==== Ausgangstext ====

Neben Paris bilden aber auch viele andere französische Städte wie Nizza in „Die amerikanische Nacht“, Béziers in „Taschengeld“, Montpellier in „Der Mann, der die Frauen liebte“, Honfleur in „Das grüne Zimmer“ oder Grenoble in „Die Frau nebenan“ den Hintergrund für die Geschichten, die Truffaut erzählt. Im Gegensatz zu anderen Regisseuren konzentriert er sich damit nicht auf die Hauptstadt, sondern zeichnet auch ein Bild der Provinz und damit quasi des gesamten Landes – ähnlich den „Scènes de la vie de province“ und den „Scènes de la vie parisienne“ seines Lieblingsautors Balzac, der immer wieder in Truffauts Filmen Erwähnung findet.

====

→ **Aufgabe**
Wiederhole bitte den Ausgangstext über die Schauplätze in Truffauts Filmen vollständig und Wort für Wort.

==== Erfasste Daten ====

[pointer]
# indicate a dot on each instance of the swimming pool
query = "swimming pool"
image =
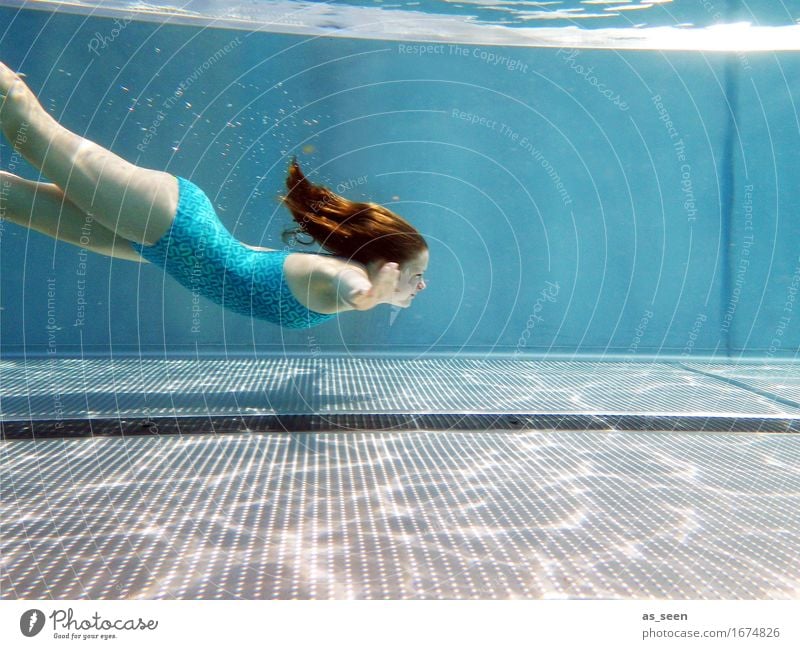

====

→ **Schriftliche Antwort**
Neben Paris bilden aber auch viele andere französische Städte wie Nizza in „Die amerikanische Nacht“, Béziers in „Taschengeld“, Montpellier in „Der Mann, der die Frauen liebte“, Honfleur in „Das grüne Zimmer“ oder Grenoble in „Die Frau nebenan“ den Hintergrund für die Geschichten, die Truffaut erzählt. Im Gegensatz zu anderen Regisseuren konzentriert er sich damit nicht auf die Hauptstadt, sondern zeichnet auch ein Bild der Provinz und damit quasi des gesamten Landes – ähnlich den „Scènes de la vie de province“ und den „Scènes de la vie parisienne“ seines Lieblingsautors Balzac, der immer wieder in Truffauts Filmen Erwähnung findet.